_WORK REQUEST_: Each record below must be written out exactly as given.

(Point localization data)

——————

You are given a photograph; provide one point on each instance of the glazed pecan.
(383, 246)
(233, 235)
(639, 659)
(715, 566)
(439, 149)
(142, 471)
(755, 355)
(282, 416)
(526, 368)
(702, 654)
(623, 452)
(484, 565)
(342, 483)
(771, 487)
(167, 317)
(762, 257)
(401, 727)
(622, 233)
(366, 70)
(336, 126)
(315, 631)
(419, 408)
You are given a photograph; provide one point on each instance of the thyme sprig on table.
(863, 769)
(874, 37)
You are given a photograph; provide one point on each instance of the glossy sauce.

——————

_RESPONSE TO THIS TASK_:
You are given a photograph; provide one point on each instance of the glazed pecan.
(383, 246)
(233, 235)
(639, 659)
(715, 566)
(439, 149)
(142, 471)
(755, 355)
(282, 416)
(526, 368)
(702, 654)
(623, 452)
(484, 565)
(342, 483)
(771, 487)
(167, 317)
(762, 257)
(401, 727)
(622, 233)
(366, 70)
(336, 126)
(315, 631)
(419, 408)
You are given a photograph; provide one point on each instance of the thyme sprig on table.
(863, 769)
(874, 37)
You are given a photograph; provide one point on each instance of the glossy sauce.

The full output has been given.